Study text —
+++
Tibetan Medicine and Indian Ayurveda tell us that "food is our first medicine." It implies that food choices can soothe what ails you, or by eating what is in harmony with your body type, you can maintain your good health and skip altogether the experience of getting sick. Perenial wisdom of the 80's assured us "You are what you eat." Feed lot fattened beef filled with chemicals? Chickens so top heavy they cannot walk even if they had room to try? I would suggest that our culture of fast foods, highly processed foods, and allegedly 'fresh' produce that travels >1,500 miles to reach us is not exactly what makes for healthy strong bodies. Small wonder diabetes and immune dysfunction are skyrocketing - we've forgotten what life giving food looks and tastes like and are losing the tribal knowledge of how to prepare food from scratch! (Definition: 'Scratch' means having meat or other protein source, veggies, carbohydrate, beverage, perhaps fruit or desert that you put together and cook to create a meal - not thawing or heating up a pre-packaged item or warming soup from a can!)
How many young people launching into adulthood know how to cook for themselves? Unfortunately that issue is not new to this generation - how many middle aged to elder men know how to cook for themselves? A family tale tells of a young woman whose mother wouldn't allow her to enter "her" kitchen, and upon her marriage in the 1940's, the young couple survived on BLT's until the husband couldn't bear it any longer and offered to teach his bride a few more meal menus. How many times a week do you or someone in your household cook a meal from scratch?
GARDENING & FARMING?
How many people know about gardening? How many people know how to raise a food animal and care for its needs now that family farms have been consumed by agribusiness? I read a disturbing report last year about a survey of both urban and rural students who were asked to identify where common foods come from, answering questions like "Do beans grow on trees, plants, or are they part of a root?" "Does bacon come from a plant or animal source?" Respondants didn't do so well...I guess our young people believe that beans come in cans or frozen in plastic bags from the grocery store and never think more about it. That is, if they eat green things at all! I cringe remembering how my son would assert that "Vegetables are what FOOD (ie cows, chickens, deer etc) eat!" even though he was raised eating salads and fresh veggies from our garden. I'm not sure I want to know what his dinners look like in his bachelor pad.
+++
Your task — Reproduce the part of the essay on food and cooking between "How many young" and "meal from scratch?", inclusive.

Dataset content —
+++
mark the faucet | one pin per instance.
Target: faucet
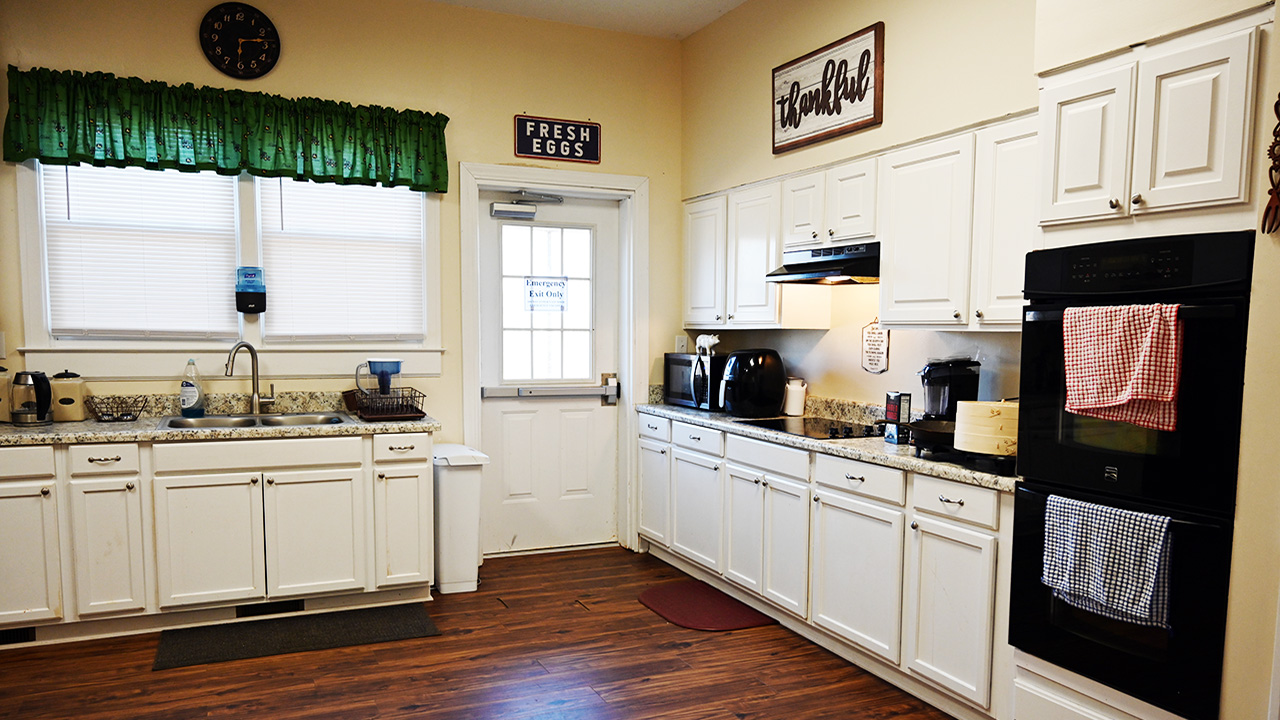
(255, 401)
+++
Result of the task —
How many young people launching into adulthood know how to cook for themselves? Unfortunately that issue is not new to this generation - how many middle aged to elder men know how to cook for themselves? A family tale tells of a young woman whose mother wouldn't allow her to enter "her" kitchen, and upon her marriage in the 1940's, the young couple survived on BLT's until the husband couldn't bear it any longer and offered to teach his bride a few more meal menus. How many times a week do you or someone in your household cook a meal from scratch?